Poursuivez le texte ci-dessous consacré à l'annuaire Sortlist en reprenant juste après sa dernière phrase.

§ Texte fourni
========================================================================
Sortlist est un annuaire d’agences en marketing et services de publicités, commercialisant des leads.

Fondée en 2014, dans la sphère Nest’Up, nous avions tenté comme agence une expérience en 2015 puis en 2016 avec ce fournisseur de leads. Notre expérience n’a pour l’instant pas été totalement concluante.

Ce qui nous plaît

Ce que nous avons aimé c’est l’outil mis en oeuvre, la gestion par email d’un funnel d’affaires qui correspond bien à nos attentes en termes de taille de projets, portée de ceux-ci, Sortlist fait se rencontrer l’offre et la demande avec un certaine justesse.

Economiquement c’est aussi porteur. Le modèle sur papier est attirant : en fonction du montant du projet vous rétribuez +/- 1% du montant à Sortlist pour obtenir un des 5 sièges qui seront mis en contact avec le client. Sortlist screene les projets entrant et dirige ceux-ci vers un nombre d’agences choisies. A 100€/200€ le lead, c’est une bonne affaire si vous le convertissez. Si vous n’êtes pas repris la mise de départ est négligeable et ce n’est pas grave.

Les failles

Ce modèle révèle malheureusement assez vite ses failles sur des cas limites que Sortlist devrait mieux prendre en compte pour capitaliser sur son nom, sa qualité et ne pas laisser quelques brebis galeuses lui pourrir son image.
========================================================================
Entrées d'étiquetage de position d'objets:

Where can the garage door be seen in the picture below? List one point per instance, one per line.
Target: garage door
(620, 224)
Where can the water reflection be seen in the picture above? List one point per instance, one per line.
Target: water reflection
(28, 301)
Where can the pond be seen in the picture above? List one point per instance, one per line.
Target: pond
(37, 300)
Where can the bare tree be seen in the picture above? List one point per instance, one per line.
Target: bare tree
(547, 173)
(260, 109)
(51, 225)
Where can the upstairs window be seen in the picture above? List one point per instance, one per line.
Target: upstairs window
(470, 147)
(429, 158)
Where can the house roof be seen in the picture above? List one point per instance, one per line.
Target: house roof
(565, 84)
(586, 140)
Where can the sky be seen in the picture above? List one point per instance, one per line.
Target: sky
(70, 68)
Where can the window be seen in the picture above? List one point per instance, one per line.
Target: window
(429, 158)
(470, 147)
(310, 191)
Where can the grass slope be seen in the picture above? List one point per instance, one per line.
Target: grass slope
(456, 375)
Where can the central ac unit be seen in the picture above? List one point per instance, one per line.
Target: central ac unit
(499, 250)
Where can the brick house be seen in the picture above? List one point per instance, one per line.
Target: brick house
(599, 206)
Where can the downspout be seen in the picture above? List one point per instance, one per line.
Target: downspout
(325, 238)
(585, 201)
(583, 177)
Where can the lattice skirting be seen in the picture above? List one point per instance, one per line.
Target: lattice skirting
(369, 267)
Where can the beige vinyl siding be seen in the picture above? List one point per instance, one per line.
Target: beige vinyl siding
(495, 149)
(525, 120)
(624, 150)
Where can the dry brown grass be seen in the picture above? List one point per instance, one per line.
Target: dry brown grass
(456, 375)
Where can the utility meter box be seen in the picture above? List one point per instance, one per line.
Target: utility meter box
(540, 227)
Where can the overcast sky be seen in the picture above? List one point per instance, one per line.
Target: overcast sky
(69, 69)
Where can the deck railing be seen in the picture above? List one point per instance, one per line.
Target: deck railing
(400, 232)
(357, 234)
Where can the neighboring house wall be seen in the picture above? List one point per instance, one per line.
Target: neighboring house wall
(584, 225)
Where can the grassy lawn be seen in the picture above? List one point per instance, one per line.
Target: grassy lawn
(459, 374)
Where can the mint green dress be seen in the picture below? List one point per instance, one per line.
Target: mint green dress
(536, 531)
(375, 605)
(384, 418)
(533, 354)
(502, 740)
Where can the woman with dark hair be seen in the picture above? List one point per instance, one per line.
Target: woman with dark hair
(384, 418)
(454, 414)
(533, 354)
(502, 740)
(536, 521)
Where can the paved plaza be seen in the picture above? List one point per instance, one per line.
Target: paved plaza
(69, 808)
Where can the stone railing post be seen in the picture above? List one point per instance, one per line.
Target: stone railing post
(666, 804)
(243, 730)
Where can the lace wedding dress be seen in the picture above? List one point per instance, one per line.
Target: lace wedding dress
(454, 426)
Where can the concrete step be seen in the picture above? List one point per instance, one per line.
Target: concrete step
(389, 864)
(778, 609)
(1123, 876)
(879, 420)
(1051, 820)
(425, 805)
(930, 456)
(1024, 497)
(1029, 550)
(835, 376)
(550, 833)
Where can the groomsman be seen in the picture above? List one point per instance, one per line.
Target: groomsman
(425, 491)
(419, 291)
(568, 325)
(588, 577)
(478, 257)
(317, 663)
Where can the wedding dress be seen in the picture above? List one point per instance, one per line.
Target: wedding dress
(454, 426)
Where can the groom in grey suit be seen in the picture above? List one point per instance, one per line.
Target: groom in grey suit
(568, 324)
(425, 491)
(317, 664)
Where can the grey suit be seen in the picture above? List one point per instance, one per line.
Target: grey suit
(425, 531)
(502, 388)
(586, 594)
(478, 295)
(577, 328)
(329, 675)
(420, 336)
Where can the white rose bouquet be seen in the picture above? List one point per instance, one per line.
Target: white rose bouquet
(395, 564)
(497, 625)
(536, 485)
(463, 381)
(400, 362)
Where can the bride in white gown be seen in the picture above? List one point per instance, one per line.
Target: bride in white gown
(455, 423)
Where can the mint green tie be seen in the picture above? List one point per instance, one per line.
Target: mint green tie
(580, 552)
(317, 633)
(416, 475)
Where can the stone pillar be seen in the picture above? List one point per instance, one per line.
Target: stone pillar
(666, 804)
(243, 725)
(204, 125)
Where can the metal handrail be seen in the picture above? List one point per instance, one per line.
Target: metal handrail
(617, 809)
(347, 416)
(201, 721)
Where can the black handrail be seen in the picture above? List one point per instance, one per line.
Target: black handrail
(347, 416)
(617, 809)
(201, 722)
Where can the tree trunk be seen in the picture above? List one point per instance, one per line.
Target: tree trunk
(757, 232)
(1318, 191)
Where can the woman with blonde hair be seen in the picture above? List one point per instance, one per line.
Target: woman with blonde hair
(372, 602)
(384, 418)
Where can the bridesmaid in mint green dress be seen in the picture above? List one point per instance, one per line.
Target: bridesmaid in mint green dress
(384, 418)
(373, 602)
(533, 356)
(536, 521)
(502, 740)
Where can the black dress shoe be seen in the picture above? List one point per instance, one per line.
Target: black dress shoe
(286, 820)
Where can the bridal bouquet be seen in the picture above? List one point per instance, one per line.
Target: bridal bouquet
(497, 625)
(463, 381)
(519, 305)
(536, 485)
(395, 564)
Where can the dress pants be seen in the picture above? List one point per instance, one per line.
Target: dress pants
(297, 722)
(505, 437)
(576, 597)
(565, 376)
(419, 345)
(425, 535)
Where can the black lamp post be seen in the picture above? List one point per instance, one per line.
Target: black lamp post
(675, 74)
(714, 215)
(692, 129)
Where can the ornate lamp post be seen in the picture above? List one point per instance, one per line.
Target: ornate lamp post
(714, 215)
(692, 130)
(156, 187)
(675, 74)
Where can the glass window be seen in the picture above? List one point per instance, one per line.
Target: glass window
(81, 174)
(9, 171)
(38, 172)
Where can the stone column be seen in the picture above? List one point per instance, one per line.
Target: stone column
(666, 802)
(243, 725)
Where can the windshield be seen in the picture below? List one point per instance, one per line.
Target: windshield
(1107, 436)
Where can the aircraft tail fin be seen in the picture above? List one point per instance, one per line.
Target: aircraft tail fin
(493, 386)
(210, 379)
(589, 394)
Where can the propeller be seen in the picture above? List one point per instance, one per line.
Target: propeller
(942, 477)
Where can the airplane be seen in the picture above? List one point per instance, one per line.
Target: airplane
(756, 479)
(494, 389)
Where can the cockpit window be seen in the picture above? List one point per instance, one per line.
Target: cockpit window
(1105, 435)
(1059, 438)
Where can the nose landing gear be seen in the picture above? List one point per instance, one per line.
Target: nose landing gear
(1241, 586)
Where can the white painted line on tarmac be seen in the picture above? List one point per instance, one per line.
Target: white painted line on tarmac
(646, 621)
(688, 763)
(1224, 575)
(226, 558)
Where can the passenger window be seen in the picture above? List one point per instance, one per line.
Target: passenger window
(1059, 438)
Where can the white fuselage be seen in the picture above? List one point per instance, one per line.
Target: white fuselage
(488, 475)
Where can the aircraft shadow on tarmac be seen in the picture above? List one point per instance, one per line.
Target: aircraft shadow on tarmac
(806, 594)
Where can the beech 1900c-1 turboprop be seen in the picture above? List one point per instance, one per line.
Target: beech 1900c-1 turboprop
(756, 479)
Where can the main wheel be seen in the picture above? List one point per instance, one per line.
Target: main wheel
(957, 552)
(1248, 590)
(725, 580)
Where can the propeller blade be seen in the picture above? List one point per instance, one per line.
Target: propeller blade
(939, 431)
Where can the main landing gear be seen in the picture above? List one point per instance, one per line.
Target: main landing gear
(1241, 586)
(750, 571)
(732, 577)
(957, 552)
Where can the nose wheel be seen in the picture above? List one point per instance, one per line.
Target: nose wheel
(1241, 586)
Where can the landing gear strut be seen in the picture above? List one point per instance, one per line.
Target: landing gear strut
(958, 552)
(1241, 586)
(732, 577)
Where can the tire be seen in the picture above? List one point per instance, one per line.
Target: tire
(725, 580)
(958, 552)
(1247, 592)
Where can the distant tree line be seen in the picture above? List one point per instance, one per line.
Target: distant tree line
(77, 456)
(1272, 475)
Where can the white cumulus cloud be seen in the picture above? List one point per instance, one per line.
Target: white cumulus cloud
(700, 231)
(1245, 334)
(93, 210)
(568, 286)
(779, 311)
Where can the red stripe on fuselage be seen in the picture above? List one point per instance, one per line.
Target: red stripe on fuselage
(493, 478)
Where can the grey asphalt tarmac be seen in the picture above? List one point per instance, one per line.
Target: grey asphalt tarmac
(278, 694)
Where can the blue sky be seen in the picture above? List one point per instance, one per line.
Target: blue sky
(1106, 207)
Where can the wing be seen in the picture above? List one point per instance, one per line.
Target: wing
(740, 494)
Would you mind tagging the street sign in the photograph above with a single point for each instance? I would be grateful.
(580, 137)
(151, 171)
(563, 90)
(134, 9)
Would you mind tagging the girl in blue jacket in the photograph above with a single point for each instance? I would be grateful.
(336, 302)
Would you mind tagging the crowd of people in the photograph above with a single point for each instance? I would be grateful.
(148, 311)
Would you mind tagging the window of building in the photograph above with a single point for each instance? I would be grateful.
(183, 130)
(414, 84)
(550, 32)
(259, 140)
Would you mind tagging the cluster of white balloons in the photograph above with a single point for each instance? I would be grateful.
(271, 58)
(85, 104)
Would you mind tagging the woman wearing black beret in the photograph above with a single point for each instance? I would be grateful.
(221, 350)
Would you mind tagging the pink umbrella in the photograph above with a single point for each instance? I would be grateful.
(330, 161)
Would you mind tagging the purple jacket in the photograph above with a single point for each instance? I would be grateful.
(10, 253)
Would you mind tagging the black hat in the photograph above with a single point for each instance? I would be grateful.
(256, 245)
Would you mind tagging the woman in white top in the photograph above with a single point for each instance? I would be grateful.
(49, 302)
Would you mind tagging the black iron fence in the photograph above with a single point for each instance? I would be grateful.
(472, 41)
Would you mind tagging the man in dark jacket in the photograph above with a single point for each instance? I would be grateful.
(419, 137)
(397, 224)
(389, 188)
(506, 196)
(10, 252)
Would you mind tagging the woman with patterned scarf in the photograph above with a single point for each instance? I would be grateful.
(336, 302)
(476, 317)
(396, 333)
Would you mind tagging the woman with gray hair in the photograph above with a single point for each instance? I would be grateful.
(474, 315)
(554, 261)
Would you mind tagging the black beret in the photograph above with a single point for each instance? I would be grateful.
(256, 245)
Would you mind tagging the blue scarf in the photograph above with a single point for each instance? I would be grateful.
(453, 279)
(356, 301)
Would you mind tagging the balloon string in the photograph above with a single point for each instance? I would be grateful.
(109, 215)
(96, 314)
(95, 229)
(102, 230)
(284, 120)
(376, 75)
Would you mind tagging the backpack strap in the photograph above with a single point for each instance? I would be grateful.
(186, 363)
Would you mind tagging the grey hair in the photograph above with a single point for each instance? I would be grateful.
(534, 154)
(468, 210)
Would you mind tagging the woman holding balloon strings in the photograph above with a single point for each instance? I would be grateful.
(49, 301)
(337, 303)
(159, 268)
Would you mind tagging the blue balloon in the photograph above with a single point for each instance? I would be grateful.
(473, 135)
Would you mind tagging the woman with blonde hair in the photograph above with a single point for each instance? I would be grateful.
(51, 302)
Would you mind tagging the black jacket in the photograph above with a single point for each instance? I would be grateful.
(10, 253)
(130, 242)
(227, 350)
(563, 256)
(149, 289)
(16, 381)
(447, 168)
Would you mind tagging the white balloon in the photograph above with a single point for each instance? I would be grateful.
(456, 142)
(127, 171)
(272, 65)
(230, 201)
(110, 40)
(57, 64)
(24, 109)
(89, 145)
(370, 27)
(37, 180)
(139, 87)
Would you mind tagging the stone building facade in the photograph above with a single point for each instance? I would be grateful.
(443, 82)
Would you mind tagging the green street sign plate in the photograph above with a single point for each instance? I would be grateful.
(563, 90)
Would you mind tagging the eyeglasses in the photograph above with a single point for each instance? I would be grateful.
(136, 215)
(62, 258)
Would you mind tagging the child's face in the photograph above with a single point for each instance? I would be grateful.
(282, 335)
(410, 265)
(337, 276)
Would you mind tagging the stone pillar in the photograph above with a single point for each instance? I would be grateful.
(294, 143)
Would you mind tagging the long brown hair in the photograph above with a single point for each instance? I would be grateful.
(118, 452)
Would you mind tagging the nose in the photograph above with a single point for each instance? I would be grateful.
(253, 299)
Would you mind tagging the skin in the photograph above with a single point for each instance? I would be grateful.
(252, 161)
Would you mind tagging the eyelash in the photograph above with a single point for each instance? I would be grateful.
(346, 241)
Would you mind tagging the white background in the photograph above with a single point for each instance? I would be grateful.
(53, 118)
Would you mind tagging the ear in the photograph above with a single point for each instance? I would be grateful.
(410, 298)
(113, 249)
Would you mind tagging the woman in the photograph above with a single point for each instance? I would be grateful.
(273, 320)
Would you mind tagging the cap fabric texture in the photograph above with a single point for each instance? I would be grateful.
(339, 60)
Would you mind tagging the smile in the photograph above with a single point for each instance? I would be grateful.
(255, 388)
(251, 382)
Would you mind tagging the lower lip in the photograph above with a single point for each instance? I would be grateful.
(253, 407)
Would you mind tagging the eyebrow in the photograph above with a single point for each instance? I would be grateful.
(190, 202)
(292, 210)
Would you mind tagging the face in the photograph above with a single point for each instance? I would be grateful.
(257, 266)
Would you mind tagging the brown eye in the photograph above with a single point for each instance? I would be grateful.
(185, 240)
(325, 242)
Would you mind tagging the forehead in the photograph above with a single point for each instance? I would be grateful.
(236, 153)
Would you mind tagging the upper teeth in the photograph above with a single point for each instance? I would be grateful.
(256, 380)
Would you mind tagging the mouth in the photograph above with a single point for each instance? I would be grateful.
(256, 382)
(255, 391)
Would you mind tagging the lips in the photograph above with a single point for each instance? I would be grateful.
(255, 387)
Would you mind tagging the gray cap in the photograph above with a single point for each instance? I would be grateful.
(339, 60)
========================================================================
§ Réponse au problème
Ce que nous avons constaté à l’usage c’est un ensemble de comportements chez les leads et les consultants Sortlist qui in fine grève la qualité des échanges et la volonté de donner suite à ce genre de demandes.

La surévaluation financière du projet

La surévaluation du projet est un risque.  Mieux vaut annoncer un projet à 20.000€ aux agences, même si le lead vous annonce lors du premier contact que son budget c’est plutôt 15.000€, la commission et l’attractivité sont plus grandes. Et la difficulté de devoir tenir un budget plus serré pour des ambitions inchangées n’est perçu comme un défaut que par l’agence.

La non obligation de mise en place du projet

Poster un projet est toujours gratuitLa gratuité des projets côté client est, en filigrane, une absence d’engagement à faire appel aux agences consultées. Cette gratuité ne donne que peu de gages quant à la réalité de l’intention de contracter des leads.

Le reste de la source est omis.